▶ [INPUT FOR THIS TASK]
****************************************

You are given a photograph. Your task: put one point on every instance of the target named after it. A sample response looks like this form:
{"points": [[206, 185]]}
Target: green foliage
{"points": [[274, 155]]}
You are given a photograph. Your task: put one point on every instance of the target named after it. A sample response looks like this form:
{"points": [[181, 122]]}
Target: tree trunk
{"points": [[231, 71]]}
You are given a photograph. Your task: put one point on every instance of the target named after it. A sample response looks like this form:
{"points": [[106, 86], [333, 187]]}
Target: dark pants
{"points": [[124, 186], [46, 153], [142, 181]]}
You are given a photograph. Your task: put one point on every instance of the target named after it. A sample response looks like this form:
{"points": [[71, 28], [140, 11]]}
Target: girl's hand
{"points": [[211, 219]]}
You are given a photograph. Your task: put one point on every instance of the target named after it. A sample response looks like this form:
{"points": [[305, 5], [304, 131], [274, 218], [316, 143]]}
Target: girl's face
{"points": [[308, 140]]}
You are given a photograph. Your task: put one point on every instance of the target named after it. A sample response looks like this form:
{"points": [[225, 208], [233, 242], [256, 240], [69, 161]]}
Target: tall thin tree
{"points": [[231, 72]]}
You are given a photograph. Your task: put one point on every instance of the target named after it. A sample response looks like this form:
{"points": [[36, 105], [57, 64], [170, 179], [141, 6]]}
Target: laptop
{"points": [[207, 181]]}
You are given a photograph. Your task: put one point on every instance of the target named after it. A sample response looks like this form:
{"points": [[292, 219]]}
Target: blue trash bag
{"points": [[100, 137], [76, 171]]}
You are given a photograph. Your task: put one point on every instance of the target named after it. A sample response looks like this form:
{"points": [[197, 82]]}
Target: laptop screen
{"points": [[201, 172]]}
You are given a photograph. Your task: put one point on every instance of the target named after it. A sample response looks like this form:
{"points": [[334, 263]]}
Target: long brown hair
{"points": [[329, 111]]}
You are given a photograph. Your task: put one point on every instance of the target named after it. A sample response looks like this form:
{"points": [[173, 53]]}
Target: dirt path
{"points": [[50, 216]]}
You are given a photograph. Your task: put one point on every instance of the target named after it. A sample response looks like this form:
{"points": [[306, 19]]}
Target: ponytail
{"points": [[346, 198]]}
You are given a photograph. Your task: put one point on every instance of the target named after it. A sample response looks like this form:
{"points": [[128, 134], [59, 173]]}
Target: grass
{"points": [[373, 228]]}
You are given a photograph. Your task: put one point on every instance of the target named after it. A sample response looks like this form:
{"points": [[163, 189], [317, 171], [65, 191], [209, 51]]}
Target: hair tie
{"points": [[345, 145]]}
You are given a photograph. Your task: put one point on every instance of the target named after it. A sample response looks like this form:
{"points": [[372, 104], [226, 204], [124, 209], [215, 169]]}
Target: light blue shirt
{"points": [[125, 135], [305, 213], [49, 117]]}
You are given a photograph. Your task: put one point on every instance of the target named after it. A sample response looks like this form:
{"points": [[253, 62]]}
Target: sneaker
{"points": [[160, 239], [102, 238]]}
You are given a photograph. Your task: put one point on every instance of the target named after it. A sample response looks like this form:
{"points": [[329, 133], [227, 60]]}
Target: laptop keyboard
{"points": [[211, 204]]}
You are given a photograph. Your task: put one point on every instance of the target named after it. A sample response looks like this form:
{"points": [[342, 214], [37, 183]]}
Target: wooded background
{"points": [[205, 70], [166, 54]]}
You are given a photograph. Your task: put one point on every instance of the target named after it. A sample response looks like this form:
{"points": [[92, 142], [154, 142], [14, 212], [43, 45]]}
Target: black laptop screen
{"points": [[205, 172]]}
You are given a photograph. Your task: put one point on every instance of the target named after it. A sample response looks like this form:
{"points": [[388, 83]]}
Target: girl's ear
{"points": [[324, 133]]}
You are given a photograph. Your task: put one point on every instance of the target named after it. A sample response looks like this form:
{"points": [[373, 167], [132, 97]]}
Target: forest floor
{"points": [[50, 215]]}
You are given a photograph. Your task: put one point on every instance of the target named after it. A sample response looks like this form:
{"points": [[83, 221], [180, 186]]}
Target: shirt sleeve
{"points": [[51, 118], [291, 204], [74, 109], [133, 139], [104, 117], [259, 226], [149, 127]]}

****************************************

▶ [INSTRUCTIONS FOR THE TASK]
Go through the data above and repeat all of it exactly.

▶ [EXERCISE RESULT]
You are given a photograph. Your task: put one point on every instance of the target named after it. A sample response looks like this form:
{"points": [[206, 185]]}
Target: green foliage
{"points": [[274, 155]]}
You are given a photograph. Your task: put one point on every instance of the target named after it. A sample response looks like this form:
{"points": [[181, 122]]}
Target: tree trunk
{"points": [[231, 71]]}
You are given a photograph. Your task: put one point on every instance of the target named after it. A sample response looks like this form:
{"points": [[106, 86], [333, 187]]}
Target: dark pants
{"points": [[124, 186], [46, 153], [142, 181]]}
You are given a photograph. Your task: put one point on every instance of the target named after it. A sample response looks like this form:
{"points": [[71, 28], [140, 11]]}
Target: girl's hand
{"points": [[211, 219]]}
You are given a photograph. Your task: put one point on every instance of the target named after it. A sample response looks like this form:
{"points": [[305, 5], [304, 131], [274, 218], [316, 143]]}
Target: girl's face
{"points": [[308, 140]]}
You are given a photograph. Your task: put one point on every instance of the target named after it. A sample response looks like this form:
{"points": [[225, 208], [233, 242], [256, 240], [69, 161]]}
Target: tall thin tree
{"points": [[231, 72]]}
You are given a photograph. Your task: put one point on every instance of the target named after it. A sample response looks like this form:
{"points": [[36, 105], [57, 64], [170, 179], [141, 6]]}
Target: laptop
{"points": [[207, 181]]}
You are given a photograph. Your task: put one point on every instance of the target named after it. A sample response looks like this form:
{"points": [[292, 219]]}
Target: blue trash bag
{"points": [[100, 137], [76, 171]]}
You are given a photograph. Your task: put one point on every instance of the target named after it. A sample response looks like this form:
{"points": [[197, 82]]}
Target: laptop screen
{"points": [[201, 172]]}
You are given a photograph. Your task: put one point on every instance of the target named after it. A sample response looks like this form:
{"points": [[334, 263]]}
Target: long brown hair
{"points": [[329, 111]]}
You are given a photograph. Your task: put one point on every instance of the target named after it. A sample response looks like this form:
{"points": [[173, 53]]}
Target: dirt path
{"points": [[50, 216]]}
You are given a photograph. Your task: put one point on every instance of the target named after it. A sample response looks like this form:
{"points": [[306, 19]]}
Target: ponytail
{"points": [[346, 198]]}
You are given a photograph. Your task: put one point on every instance of the target named after it. A sample response looks like this form:
{"points": [[128, 134], [59, 173]]}
Target: grass
{"points": [[373, 228]]}
You are given a photograph. Your task: put one point on every instance of the target named after it. A sample response looks like this form:
{"points": [[163, 189], [317, 171], [65, 191], [209, 51]]}
Target: hair tie
{"points": [[345, 145]]}
You are given a photograph. Your task: put one point on every instance of the target named after it. A sample response looks like this form:
{"points": [[372, 104], [226, 204], [124, 209], [215, 169]]}
Target: light blue shirt
{"points": [[125, 135], [305, 213], [49, 117]]}
You are given a photograph. Your task: put one point on every instance of the target named after it. A sample response looks like this form:
{"points": [[253, 62]]}
Target: sneaker
{"points": [[160, 239], [102, 238]]}
You are given a photograph. Your task: put one point on every instance of the target named after it. A sample response looks like this form:
{"points": [[329, 133], [227, 60]]}
Target: laptop keyboard
{"points": [[211, 204]]}
You are given a photograph. Your task: put one point on every instance of the target named after it. A sample response looks like this form:
{"points": [[342, 214], [37, 183]]}
Target: wooded background
{"points": [[205, 70], [166, 54]]}
You are given a photograph. Your task: put one point on every instance of the target named after it. A sample response looks like this form:
{"points": [[92, 142], [154, 142], [14, 212], [43, 45]]}
Target: black laptop screen
{"points": [[205, 172]]}
You are given a photograph. Your task: put one point on every instance of the target named after it. A sample response looks like this form:
{"points": [[388, 83]]}
Target: girl's ear
{"points": [[324, 133]]}
You are given a photograph. Your task: put one point on every instance of the target named after it. A sample response looks like this form:
{"points": [[373, 167], [132, 97]]}
Target: forest floor
{"points": [[50, 215]]}
You are given a photograph. Your task: put one point on every instance of the target named after it. A sample response looks like this form:
{"points": [[83, 221], [180, 186]]}
Target: shirt sleeve
{"points": [[51, 118], [291, 204], [74, 109], [133, 139], [104, 117], [259, 226], [149, 127]]}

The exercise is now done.